What is being asked: Emit the line that holds "Target: tachometer gauge" and all lines following it through the end of the data, verbatim, and nothing else.

Data listing:
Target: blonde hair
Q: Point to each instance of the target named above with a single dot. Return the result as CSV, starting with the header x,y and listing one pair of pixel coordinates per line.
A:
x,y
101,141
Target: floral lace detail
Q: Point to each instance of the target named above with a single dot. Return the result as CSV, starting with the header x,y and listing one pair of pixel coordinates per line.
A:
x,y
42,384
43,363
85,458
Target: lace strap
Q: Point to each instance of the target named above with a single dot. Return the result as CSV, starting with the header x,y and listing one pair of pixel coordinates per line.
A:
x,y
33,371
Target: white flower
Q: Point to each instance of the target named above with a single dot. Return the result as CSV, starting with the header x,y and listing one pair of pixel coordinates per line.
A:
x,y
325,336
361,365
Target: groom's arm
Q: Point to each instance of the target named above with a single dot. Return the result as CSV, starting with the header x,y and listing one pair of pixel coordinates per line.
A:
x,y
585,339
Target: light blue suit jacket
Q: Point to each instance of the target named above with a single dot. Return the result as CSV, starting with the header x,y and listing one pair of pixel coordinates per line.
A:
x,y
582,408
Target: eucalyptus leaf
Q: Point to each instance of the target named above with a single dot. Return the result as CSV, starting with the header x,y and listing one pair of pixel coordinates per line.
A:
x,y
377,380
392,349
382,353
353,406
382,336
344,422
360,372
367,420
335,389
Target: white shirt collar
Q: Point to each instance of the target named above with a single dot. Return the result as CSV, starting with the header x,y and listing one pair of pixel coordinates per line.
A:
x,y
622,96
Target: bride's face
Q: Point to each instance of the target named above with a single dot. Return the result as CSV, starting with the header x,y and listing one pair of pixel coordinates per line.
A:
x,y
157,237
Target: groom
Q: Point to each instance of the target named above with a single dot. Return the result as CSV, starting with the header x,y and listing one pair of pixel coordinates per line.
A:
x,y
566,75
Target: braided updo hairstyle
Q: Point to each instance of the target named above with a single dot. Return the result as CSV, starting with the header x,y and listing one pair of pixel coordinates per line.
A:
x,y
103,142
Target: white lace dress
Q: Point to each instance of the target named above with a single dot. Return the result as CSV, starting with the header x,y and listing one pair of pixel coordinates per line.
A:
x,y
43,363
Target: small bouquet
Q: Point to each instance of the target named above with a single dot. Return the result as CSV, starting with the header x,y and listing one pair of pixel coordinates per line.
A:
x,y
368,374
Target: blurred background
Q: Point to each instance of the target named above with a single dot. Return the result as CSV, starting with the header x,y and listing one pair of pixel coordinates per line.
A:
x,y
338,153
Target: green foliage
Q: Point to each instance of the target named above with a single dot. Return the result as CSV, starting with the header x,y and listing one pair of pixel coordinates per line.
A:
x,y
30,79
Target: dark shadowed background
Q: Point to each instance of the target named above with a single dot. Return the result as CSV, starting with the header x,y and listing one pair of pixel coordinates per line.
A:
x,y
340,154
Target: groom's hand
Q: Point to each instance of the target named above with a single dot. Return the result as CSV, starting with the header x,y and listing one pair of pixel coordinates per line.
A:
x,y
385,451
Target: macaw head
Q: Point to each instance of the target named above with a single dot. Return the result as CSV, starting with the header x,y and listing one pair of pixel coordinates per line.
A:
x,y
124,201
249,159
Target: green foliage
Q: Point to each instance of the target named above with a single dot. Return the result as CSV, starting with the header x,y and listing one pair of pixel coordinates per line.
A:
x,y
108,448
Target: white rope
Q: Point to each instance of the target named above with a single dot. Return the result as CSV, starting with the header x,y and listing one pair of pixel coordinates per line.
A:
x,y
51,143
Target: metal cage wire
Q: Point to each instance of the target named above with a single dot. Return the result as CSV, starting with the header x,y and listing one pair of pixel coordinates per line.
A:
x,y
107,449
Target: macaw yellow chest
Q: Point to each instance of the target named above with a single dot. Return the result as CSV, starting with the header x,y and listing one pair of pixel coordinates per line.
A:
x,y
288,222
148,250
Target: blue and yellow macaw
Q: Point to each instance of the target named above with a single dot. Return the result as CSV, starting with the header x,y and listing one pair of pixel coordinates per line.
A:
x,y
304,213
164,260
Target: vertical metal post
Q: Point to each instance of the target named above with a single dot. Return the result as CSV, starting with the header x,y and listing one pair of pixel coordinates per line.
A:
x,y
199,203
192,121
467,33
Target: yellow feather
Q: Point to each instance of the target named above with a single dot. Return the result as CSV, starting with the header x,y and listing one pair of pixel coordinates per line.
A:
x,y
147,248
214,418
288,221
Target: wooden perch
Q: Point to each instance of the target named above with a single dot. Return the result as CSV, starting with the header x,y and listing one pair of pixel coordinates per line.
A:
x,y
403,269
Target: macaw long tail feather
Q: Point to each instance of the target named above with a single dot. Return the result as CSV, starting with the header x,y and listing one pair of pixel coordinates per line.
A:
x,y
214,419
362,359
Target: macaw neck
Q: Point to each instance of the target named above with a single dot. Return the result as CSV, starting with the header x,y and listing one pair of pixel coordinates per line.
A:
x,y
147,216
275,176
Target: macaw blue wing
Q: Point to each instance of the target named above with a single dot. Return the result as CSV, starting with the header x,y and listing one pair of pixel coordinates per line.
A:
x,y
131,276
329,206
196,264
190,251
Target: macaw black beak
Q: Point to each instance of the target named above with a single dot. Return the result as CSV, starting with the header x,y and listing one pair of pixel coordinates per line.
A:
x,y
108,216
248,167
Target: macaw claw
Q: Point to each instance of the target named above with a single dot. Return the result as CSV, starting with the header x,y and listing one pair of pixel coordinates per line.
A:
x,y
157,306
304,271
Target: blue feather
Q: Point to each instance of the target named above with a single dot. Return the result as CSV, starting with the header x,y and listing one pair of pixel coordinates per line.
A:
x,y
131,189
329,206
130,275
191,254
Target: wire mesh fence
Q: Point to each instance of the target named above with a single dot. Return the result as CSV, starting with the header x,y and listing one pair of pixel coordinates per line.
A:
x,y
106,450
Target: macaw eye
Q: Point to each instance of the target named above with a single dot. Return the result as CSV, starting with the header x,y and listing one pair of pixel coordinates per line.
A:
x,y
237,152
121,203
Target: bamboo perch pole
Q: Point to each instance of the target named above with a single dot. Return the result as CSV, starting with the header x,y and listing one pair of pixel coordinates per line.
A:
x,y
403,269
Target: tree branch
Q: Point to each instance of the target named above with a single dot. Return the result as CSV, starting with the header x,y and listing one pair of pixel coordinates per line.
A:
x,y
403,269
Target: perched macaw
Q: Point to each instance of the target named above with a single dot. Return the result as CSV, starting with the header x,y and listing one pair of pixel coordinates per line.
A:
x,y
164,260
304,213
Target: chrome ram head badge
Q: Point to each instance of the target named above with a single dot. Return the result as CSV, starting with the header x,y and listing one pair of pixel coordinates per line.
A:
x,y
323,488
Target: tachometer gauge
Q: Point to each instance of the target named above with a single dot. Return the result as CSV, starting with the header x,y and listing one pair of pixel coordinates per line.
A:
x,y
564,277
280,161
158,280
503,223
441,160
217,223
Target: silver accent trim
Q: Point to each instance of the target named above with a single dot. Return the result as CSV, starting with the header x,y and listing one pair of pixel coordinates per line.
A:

Solution to this exercise:
Target: tachometer gauge
Q: Point to each instance of the target named above with a single dot. Return the result as CSV, starting with the header x,y and listing one pair of pixel coordinates per line.
A:
x,y
564,277
280,161
158,280
503,223
441,160
217,223
Target: silver accent trim
Q: Point to each instance of the target named above with a single dot. Return the result as CSV, starting with the header x,y and listing one pair of pixel coordinates per line.
A:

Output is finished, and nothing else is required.